— Start of Quoted text —

First of all are the ancient marvels, the innovative individuals who birthed a new genre. Whether or not we quibble about whether work belongs in the category of science fiction or fantasy, it would be difficult not to acknowledge their importance in the realm of science fiction.
1) Mary Shelley. Although her nearly unreadable work, The Last Man on Earth, qualifies as science fiction, it is Frankenstein, a novel about creating about animating dead body parts, that really got the whole ball rolling.
2) Edgar Allen Poe. Descent into the Maelstrom or Narrative of A Gordon Pym are both tangentially science fiction. His essay Eureka, demonstrates his thinking. But it is Poe's movement from the simply gothic, like Mary Shelley, into the twentieth century way of thinking about modernism that makes him important.

— End of Quoted text —
— Start of Data listing —

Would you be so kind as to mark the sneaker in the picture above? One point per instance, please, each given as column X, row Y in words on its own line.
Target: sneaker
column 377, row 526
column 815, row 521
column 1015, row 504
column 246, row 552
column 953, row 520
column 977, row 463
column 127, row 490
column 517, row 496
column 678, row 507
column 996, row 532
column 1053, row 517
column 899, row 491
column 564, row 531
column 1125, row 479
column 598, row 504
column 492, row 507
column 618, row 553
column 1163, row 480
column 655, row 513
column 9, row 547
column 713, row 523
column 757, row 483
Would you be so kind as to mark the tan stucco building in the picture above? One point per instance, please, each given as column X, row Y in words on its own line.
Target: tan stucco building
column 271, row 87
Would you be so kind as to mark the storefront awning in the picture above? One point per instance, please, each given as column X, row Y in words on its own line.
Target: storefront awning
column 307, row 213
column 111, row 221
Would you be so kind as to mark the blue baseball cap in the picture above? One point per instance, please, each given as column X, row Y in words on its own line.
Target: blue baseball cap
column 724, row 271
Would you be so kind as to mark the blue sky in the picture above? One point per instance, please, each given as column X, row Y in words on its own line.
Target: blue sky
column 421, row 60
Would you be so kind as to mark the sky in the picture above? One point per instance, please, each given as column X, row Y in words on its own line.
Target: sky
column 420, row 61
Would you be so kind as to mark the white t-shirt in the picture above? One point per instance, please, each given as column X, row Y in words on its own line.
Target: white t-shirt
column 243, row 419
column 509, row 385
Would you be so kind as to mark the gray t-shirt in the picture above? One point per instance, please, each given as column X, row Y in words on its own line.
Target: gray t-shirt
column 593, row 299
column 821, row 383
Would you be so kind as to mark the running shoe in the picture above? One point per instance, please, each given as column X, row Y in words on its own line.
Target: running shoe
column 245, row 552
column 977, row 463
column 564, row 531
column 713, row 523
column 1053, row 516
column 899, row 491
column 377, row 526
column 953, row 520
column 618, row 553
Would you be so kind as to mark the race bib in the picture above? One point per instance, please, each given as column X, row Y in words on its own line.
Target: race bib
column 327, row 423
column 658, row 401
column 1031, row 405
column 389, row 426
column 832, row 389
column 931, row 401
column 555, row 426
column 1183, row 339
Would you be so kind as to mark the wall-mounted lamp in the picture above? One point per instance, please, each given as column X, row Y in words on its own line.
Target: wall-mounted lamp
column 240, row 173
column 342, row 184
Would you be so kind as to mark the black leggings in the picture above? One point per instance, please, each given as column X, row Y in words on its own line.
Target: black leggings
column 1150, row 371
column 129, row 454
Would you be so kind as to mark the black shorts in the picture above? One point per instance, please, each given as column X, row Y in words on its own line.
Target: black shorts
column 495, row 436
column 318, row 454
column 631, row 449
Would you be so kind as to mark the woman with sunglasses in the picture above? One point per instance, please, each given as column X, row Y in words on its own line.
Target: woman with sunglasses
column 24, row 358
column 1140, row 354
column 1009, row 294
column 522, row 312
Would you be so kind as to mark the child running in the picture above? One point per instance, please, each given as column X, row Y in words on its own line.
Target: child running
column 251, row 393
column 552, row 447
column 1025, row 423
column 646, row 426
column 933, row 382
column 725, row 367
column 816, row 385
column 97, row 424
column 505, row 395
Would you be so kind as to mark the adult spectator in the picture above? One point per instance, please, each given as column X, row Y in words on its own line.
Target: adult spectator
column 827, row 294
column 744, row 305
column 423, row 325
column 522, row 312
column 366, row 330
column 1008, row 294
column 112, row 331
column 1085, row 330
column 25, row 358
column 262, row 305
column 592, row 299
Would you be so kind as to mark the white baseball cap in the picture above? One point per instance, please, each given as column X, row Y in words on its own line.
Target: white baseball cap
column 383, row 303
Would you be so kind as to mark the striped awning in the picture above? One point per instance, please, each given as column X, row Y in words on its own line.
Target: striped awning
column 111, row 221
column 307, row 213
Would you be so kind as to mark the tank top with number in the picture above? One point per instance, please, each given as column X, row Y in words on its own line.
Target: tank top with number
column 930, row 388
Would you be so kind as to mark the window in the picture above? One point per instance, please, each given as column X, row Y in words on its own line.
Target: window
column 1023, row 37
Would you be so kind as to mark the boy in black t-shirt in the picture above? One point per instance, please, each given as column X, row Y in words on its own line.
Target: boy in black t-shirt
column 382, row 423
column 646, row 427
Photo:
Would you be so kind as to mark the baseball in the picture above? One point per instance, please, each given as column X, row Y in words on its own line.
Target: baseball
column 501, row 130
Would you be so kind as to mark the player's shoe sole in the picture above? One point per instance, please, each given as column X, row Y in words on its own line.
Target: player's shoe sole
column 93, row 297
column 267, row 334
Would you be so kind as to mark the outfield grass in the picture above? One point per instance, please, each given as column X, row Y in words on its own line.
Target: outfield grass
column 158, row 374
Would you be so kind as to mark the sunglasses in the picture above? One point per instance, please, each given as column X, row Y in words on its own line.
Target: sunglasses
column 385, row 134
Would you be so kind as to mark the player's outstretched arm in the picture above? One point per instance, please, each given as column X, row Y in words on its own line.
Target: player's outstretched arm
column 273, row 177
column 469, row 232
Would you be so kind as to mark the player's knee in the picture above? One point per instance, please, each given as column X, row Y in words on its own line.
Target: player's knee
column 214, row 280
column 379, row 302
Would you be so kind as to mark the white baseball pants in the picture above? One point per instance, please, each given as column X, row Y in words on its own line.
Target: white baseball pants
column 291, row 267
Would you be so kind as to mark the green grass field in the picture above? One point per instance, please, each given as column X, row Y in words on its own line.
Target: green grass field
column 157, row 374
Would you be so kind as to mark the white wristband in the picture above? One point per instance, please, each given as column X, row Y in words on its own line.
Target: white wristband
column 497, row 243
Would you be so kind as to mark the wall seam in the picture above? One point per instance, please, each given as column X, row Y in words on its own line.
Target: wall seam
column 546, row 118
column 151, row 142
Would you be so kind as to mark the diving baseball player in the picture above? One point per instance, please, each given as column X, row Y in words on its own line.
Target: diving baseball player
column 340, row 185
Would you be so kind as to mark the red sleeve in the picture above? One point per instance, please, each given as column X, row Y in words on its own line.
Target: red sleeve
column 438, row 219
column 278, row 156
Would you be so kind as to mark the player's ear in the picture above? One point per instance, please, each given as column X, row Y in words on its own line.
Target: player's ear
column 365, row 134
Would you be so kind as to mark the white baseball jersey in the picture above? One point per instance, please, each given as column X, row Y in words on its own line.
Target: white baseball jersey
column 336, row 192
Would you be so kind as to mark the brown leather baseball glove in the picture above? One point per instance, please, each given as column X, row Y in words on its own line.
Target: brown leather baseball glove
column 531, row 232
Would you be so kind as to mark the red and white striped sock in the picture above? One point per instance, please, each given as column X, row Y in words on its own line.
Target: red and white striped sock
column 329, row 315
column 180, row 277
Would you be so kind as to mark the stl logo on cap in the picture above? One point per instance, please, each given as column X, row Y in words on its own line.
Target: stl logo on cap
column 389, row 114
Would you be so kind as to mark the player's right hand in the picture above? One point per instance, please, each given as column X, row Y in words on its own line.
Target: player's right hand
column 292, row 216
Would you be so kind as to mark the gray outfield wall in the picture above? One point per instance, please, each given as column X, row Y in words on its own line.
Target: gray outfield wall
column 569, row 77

— End of Data listing —

*Short exercise A*
According to the passage on early science fiction writers, which of Mary Shelley's novels got the whole ball rolling?
*Short exercise B*
Extend the passage on early science fiction writers, beginning after its final sentence.

*Response A*
Frankenstein

*Response B*
3) Jules Verne and H.G. Wells. It is best to think of these two writers in the same way. Journey to the Center of the Earth, 20,000 Leagues Under the Sea and the like are very similar in the way they take Victorian ideals and ethos and turn them toward an instinctive pessimism about the future that science and technology can ameliorate.
4) Edgar Rice Burroughs. Burroughs' short novels are filled with a lot of silliness, more magic than science. But his influence on the flabby pulps of his generation moved us in the direction of seeing science fiction as a separate genre.
Then come the Great names of the 20th Century. These are the giants that wrote for pulps but turned our thinking about science fiction toward viewing them as literature first, and then genre second.
1) Ray Bradbury. His science may seem quaint by today's standards, and the man has always been more poet than novelist, but his short stories still stand as the best science fiction literature of the 20th century.
2) Philip K. Dick. If judged simply by quality by the pound, Dick is the best science fiction writer of all time. His novels are groundbreaking and enthusiastically insightful. Do Androids Dream of Electric Sheep, Ubik, The Man in the High Castle. Every novel is challenging, but rewarding.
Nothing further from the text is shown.